======== Provided passage ========

After weeks of testimony in a Cleveland federal courtroom, followed by days of deliberations, a U.S. District Court jury last week agreed with plaintiffs, including Trumbull County, that some local pharmacies played a role in fanning the opioid epidemic.

The jury determined that CVS, Walgreens and Walmart pharmacies recklessly distributed incredibly large numbers of the pain pills in both Trumbull and Lake counties. Two other pharmacies initially named in the suit, Giant Eagle and Rite Aid, reached legal settlements ahead of the ruling. This was the first time pharmacy companies went to trial in an attempt to defend themselves. But the jury determined the pharmacies did, indeed, play a role in poisoning our communities.

Indeed, there are many entities to blame, but in this case, the jury determined these pharmacists should have been better gatekeepers. Approximately 80 million prescription painkillers were dispensed in Trumbull County alone between 2012 and 2016 — equivalent to 400 for every resident. Lake County, the other plaintiff in the civil suit, saw approximately 61 million pills distributed during that period.

“The law requires pharmacies to be diligent in dealing drugs. This case should be a wake-up call that failure will not be accepted,” said Mark Lanier, an attorney representing the counties. “The jury sounded a bell that should be heard through all pharmacies in America.”

Of course, there will be appeals, meaning the case won’t necessarily end here. Still, it should serve as a reminder that everyone who had a hand in distribution of this enormous quantity of addictive drugs — whether it’s the pharmacists who filled the prescriptions, the drug manufacturers who created the drugs, the physicians who wrote the prescriptions, anyone who understood but did not publicize the addictive nature of the drugs or the street drug dealers who have capitalized on the addictions — shares in the responsibility of growing this epidemic.

In light of last week’s ruling, a federal judge will determine what consequences the three pharmacies will face. Most expect it to be large sums in damages.

======== Supplied information ========

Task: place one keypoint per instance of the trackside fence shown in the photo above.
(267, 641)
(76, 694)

========

• [Problem set]
- 1) Using the passage on the opioid verdict, decide whether each statement agrees with it: (a) Giant Eagle and Rite Aid stood trial alongside CVS, Walgreens and Walmart. (b) Lake County saw roughly 61 million pills distributed between 2012 and 2016. (c) The jury will decide what consequences the three pharmacies face. Answer each with yes or no and quote the deciding words.
- 2) According to the passage on the opioid verdict, how many painkillers per resident did Trumbull County's total from 2012 to 2016 equal?
- 3) Return everything in the passage on the opioid verdict from "After weeks of" down to "poisoning our communities.".

• [Solutions to the exercise]
- 1)
(a) No: "Two other pharmacies initially named in the suit, Giant Eagle and Rite Aid, reached legal settlements ahead of the ruling."
(b) Yes: "Lake County, the other plaintiff in the civil suit, saw approximately 61 million pills distributed during that period."
(c) No: "a federal judge will determine what consequences the three pharmacies will face."

- 2) It equaled 400 for every resident.

- 3)
After weeks of testimony in a Cleveland federal courtroom, followed by days of deliberations, a U.S. District Court jury last week agreed with plaintiffs, including Trumbull County, that some local pharmacies played a role in fanning the opioid epidemic.

The jury determined that CVS, Walgreens and Walmart pharmacies recklessly distributed incredibly large numbers of the pain pills in both Trumbull and Lake counties. Two other pharmacies initially named in the suit, Giant Eagle and Rite Aid, reached legal settlements ahead of the ruling. This was the first time pharmacy companies went to trial in an attempt to defend themselves. But the jury determined the pharmacies did, indeed, play a role in poisoning our communities.